= JOB =
Pick out each line in the items below that has the word "wall" in it, and copy those lines.

= DATA PROVIDED =
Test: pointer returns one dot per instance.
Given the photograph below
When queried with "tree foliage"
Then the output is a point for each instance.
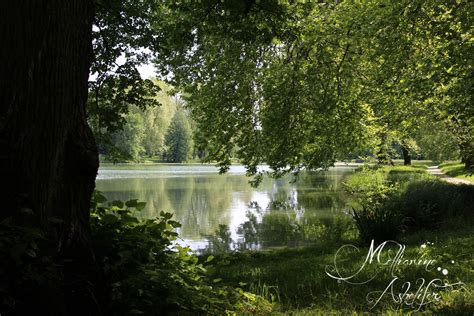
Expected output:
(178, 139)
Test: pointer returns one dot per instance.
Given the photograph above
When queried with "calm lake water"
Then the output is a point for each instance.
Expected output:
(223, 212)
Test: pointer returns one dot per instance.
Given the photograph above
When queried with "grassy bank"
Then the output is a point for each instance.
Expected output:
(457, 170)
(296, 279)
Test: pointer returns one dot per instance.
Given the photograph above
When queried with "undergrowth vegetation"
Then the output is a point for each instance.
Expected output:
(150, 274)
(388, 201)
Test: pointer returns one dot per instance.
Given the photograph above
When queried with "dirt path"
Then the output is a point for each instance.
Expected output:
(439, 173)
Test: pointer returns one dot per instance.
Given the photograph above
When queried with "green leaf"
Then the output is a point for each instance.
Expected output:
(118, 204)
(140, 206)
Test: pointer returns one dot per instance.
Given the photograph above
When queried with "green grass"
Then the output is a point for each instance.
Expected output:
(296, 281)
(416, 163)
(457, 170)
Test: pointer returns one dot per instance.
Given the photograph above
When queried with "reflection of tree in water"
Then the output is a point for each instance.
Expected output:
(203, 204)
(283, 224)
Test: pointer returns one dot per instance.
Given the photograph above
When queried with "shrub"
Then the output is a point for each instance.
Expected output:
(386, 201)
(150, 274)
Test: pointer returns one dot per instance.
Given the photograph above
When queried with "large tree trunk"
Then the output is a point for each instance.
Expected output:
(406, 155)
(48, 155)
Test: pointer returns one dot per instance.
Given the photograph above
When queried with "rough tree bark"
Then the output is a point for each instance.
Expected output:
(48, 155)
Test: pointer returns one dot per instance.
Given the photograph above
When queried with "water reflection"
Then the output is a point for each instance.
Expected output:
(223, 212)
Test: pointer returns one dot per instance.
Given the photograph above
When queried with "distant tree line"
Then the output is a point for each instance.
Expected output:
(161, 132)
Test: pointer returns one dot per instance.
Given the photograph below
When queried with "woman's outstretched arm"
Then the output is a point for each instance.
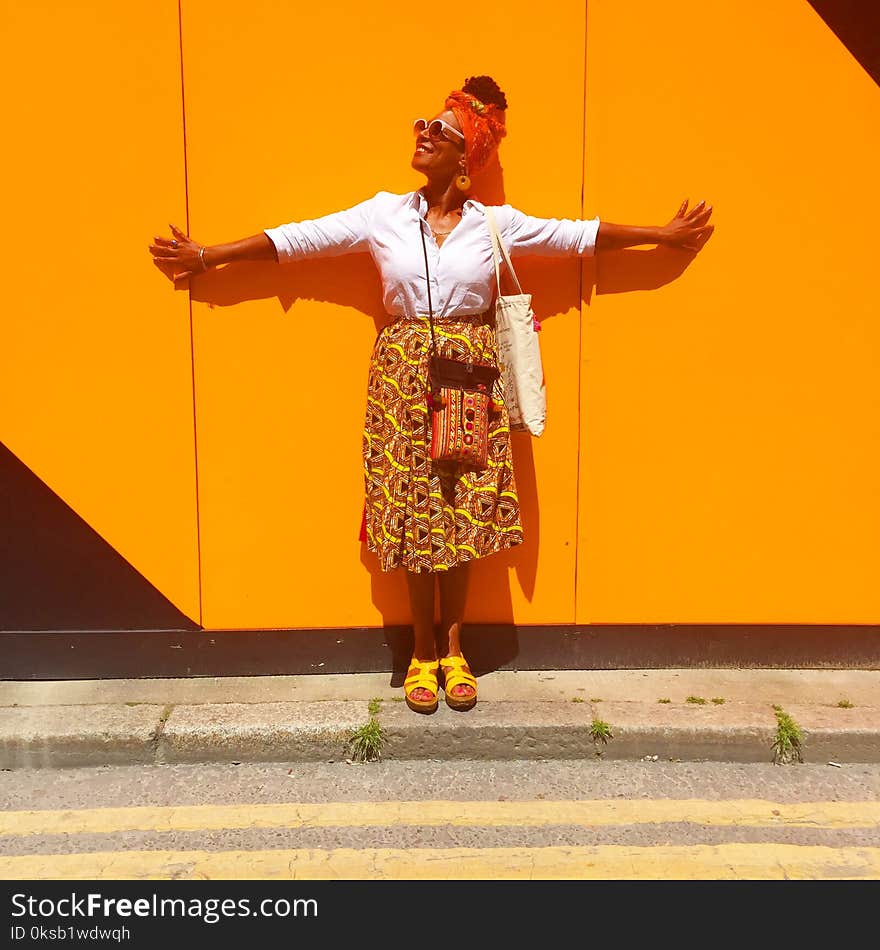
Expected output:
...
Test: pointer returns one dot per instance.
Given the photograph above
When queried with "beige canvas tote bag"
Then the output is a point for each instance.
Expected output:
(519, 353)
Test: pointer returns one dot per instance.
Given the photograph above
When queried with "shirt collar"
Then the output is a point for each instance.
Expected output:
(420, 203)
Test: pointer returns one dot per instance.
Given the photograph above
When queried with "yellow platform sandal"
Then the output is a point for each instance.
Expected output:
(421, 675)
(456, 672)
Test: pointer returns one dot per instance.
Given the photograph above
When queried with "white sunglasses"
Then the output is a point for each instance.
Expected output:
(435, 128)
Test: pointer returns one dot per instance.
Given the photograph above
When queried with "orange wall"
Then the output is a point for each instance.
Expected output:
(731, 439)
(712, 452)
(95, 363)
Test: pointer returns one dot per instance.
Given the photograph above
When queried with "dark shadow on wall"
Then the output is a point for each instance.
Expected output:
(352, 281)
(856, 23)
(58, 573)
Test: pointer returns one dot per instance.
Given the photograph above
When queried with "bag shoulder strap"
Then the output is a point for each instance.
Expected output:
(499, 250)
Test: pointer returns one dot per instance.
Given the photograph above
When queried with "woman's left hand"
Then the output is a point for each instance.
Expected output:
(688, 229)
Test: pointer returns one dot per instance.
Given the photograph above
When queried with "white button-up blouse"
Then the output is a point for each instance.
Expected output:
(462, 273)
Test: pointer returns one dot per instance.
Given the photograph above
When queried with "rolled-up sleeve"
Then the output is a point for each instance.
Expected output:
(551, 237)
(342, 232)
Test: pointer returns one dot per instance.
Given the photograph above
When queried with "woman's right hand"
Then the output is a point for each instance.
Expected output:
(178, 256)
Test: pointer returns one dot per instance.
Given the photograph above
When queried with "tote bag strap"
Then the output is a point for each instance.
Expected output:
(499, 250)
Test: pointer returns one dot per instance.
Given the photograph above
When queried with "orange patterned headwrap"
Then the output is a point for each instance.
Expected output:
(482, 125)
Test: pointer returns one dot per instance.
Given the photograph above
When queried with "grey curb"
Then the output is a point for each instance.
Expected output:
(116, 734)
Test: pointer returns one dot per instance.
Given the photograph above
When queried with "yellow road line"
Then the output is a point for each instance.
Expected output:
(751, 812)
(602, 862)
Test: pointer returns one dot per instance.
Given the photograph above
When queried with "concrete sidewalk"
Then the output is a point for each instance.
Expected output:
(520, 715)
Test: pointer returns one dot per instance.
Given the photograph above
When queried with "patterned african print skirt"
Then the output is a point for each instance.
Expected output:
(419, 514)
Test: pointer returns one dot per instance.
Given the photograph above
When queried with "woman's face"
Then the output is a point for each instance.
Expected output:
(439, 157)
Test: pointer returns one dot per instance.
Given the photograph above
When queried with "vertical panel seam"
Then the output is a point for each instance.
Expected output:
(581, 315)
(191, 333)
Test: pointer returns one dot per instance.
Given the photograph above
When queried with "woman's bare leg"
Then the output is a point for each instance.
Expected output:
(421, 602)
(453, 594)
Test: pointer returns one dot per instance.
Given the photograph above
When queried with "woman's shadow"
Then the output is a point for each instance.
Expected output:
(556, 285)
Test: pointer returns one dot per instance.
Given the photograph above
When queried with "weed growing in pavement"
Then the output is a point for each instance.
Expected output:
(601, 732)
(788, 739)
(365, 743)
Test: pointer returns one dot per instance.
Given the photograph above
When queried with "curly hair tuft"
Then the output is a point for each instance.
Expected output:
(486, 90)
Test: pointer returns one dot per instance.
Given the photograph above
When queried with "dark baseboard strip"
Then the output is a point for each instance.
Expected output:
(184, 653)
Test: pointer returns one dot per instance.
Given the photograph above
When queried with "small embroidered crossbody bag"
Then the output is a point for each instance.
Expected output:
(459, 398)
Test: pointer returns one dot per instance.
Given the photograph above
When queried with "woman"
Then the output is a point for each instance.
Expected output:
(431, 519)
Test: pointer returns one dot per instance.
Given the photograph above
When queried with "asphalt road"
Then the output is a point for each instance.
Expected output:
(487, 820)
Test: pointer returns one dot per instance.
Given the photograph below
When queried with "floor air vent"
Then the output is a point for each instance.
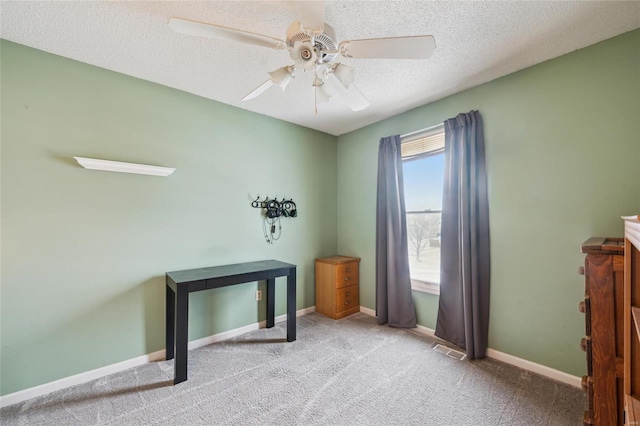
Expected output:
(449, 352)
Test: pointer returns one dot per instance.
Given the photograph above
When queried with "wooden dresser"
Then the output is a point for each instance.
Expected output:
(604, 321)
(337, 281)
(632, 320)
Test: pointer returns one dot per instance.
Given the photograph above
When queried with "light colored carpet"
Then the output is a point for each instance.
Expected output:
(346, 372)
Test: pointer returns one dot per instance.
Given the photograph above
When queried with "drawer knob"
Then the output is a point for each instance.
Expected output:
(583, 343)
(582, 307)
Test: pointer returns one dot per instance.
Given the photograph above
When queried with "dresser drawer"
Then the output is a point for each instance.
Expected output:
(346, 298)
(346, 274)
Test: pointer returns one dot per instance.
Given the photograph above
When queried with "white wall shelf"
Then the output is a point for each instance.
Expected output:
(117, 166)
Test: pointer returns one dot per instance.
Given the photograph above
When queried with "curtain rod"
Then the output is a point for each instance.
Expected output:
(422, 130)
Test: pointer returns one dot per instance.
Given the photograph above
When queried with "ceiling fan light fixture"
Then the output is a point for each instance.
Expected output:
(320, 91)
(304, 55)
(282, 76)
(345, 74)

= RESPONSE TO THIS TASK =
When queried with "orange wall"
When queried with "dark shadow on wall"
When queried with "white wall shelf"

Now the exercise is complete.